_AIM:_
Reproduce every one of the entries below line for line, omitting the pictures.

* START EXTRACTED ENTRIES *

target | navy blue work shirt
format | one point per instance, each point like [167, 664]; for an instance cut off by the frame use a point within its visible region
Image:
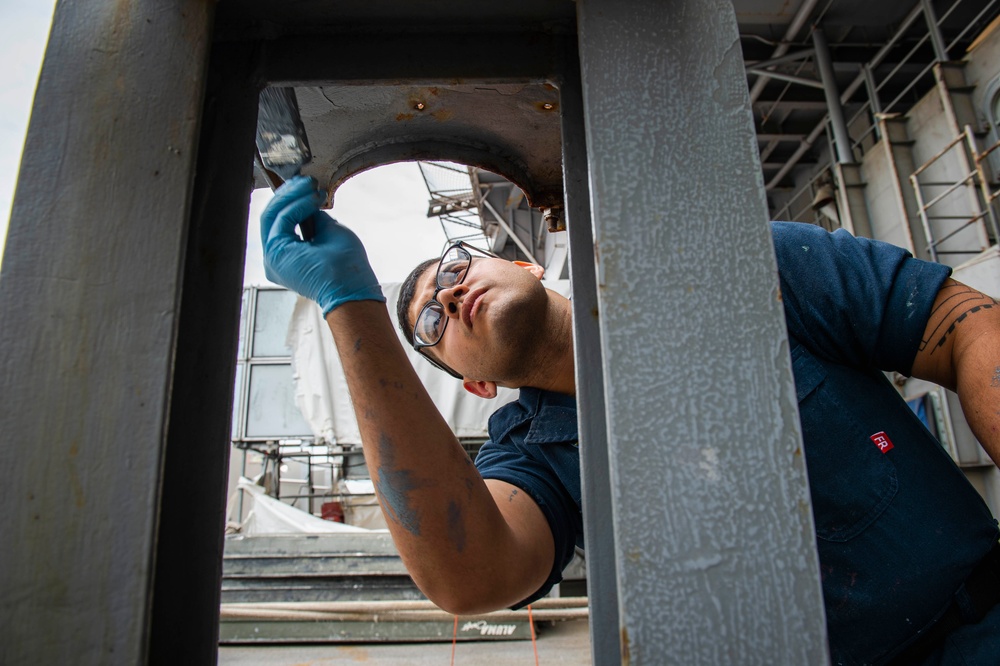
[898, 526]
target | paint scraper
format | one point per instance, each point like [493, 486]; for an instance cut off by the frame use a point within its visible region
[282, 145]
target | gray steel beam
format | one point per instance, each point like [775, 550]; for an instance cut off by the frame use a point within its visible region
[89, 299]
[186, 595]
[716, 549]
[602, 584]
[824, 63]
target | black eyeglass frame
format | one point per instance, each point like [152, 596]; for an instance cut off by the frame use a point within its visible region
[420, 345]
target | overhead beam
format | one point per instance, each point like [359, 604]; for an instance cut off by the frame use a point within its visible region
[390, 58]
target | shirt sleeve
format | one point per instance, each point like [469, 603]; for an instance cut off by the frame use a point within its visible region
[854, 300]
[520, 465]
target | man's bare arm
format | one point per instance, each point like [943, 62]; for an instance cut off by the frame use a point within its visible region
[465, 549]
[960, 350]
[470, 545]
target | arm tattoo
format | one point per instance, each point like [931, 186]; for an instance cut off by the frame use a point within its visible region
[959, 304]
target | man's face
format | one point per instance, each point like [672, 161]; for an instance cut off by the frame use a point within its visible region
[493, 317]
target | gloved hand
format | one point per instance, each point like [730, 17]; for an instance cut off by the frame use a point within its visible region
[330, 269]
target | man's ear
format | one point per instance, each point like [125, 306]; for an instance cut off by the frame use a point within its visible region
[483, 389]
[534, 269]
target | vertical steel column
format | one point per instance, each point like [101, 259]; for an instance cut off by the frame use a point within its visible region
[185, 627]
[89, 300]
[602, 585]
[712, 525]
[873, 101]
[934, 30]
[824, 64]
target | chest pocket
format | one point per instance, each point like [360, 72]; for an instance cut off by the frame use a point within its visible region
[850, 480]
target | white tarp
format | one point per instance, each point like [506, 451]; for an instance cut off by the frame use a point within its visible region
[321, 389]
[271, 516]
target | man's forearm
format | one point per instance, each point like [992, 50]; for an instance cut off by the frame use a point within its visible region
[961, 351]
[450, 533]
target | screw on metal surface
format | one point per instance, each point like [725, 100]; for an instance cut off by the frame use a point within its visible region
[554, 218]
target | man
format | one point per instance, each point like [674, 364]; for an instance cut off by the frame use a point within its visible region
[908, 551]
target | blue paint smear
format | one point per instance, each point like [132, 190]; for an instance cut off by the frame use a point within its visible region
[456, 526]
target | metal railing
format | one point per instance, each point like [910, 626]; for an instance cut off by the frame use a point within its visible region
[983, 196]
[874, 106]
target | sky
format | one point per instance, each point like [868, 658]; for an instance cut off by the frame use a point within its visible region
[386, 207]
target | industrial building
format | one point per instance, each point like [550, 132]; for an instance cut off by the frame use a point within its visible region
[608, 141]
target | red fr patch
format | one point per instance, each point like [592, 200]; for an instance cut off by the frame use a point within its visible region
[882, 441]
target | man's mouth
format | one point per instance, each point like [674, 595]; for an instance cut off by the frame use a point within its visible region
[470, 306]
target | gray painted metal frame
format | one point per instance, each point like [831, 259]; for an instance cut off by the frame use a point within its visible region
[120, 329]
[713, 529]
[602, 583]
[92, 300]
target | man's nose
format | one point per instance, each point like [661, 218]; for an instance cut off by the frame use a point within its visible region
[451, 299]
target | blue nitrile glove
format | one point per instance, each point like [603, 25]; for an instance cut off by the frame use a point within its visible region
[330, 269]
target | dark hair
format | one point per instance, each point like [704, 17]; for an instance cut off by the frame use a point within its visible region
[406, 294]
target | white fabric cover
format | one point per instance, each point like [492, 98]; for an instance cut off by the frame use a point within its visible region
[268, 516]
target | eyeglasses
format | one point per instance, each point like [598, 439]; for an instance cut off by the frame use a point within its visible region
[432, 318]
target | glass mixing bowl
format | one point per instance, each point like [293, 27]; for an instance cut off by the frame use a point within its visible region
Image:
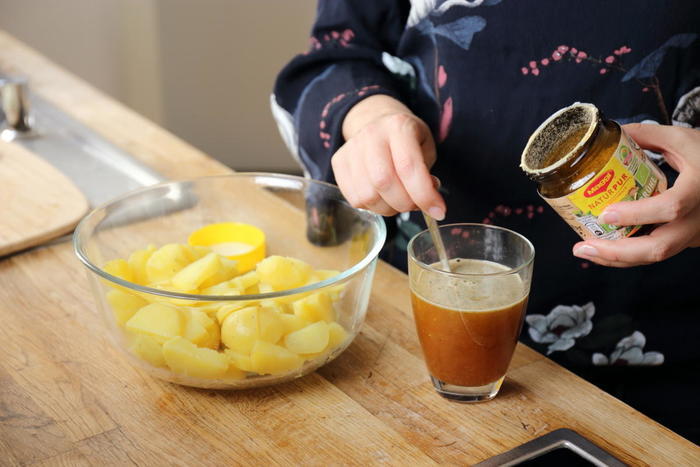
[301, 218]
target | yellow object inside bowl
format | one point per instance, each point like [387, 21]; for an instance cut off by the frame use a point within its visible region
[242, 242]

* END EXTRACTED ENTRIES *

_SOLUTION TO THIS PROBLEM:_
target | navy blue work shirt
format | one point per instance, each point like [167, 664]; for an instance cut off by the frame use a point within its visible region
Image:
[898, 526]
target | paint scraper
format | one point per instance, each point like [493, 486]; for an instance cut off by the frame use a point within its visible region
[282, 145]
target | gray steel beam
format | one point per instance, each point like [775, 550]; for an instance cut off by the frame use a point within its visible region
[89, 299]
[186, 595]
[716, 549]
[602, 584]
[824, 63]
target | black eyeglass frame
format | one point per instance, each point like [152, 596]; for an instance cut off by the frame use a point within its visible region
[420, 345]
target | overhead beam
format | one point per instance, each point like [359, 604]; for an instance cut off by the frame use a point within its visible region
[390, 58]
target | shirt sleeve
format | one point per instance, each point like [469, 603]; for an instance cut off by the frame use a point within its visible region
[854, 300]
[520, 465]
target | man's bare arm
format | one point per instance, each point like [943, 62]; for an instance cut off by the frame use a point within its visible region
[465, 549]
[960, 350]
[470, 545]
target | arm tattoo
format | one point per instance, each point like [931, 186]; for an instance cut off by the frame use a point within its visible region
[959, 304]
target | man's face
format | one point per instance, each point like [672, 161]; for an instance cut off by the frame use a point within its visible region
[493, 317]
target | gloved hand
format | one point per instance, each point like [730, 17]; for an instance cut off by the frame use a point within its visible region
[330, 269]
target | man's ear
format | one point per instance, each point like [125, 306]; for an instance cut off by the frame use a point within its visible region
[483, 389]
[534, 269]
target | vertical steel column
format | one point per instance, each point like [101, 259]; for an instance cut off by the frame use a point within its visible region
[185, 627]
[89, 300]
[602, 585]
[712, 525]
[873, 101]
[934, 30]
[824, 64]
target | chest pocket
format | one point per instance, each point like [360, 72]; for an instance cut off by the frame use a point within its visible region
[850, 480]
target | white tarp
format | one point per instance, each point like [506, 451]; for an instance cut off by the frame use a point within its visible region
[321, 389]
[271, 516]
target | man's forearm
format | one point per instance, each point like [992, 50]; for an instance cut off by the frame use a point within its visible region
[961, 351]
[450, 533]
target | screw on metal surface
format | one point per instance, each point like [725, 100]; for an instance cut off by the frame use a point within its visible region
[554, 218]
target | man
format | one point per instance, each point like [674, 364]; for an instance cut off by the frame use a point within its visible region
[908, 551]
target | blue paint smear
format | one point per instance, each point like [132, 190]; for an instance cut off by the frame use a point within its visible region
[456, 526]
target | metal railing
format | one point per instance, each point like [910, 626]; for an instance cut off by the frame use a point within its visible region
[983, 196]
[874, 106]
target | sky
format | one point per instance, each point like [868, 658]; for an instance cut off by the frame use a point within its visible region
[386, 207]
target | industrial building
format | one point per instance, each point like [550, 132]; for an instance cut off by the frame use a point within its visible region
[608, 141]
target | red fr patch
format | one point per instance, each point like [592, 200]; for an instance cut off by the frame use a point within its visible region
[882, 441]
target | man's mouth
format | one point per instance, each point like [674, 595]; for an instance cut off by the frame use a point within its visible region
[470, 306]
target | gray painted metal frame
format | one point per instance, each point like [831, 259]; for an instance cut off by the frame use a point within its visible region
[120, 329]
[713, 529]
[602, 583]
[92, 300]
target | man's nose
format | one point per instance, each point like [661, 218]; for an instance cut off by the frame use a point within its visible region
[451, 299]
target | blue nitrile glove
format | one point per instance, each point like [603, 25]; for an instance cut off by the frame use a point within its visible region
[330, 269]
target | dark hair
format | one point per instance, each point like [704, 17]; for an instance cut off by the frame use a point within its visible region
[406, 294]
target | white fabric cover
format | one point per instance, each point like [492, 98]; for an instance cut off by the frame use a point within its visible region
[268, 516]
target | eyeglasses
format | one point per instance, each point like [598, 439]; for an instance cut off by the frame use a point within its visible region
[432, 318]
target | glass mixing bowl
format | one point per instance, each point like [293, 27]; for an instance cut off by the frame use a point within its visible region
Image:
[301, 218]
target | yellow object inside bowl
format | one point per instance, each point like [387, 21]; for an instance cut off by the frame use a point within its visible region
[242, 242]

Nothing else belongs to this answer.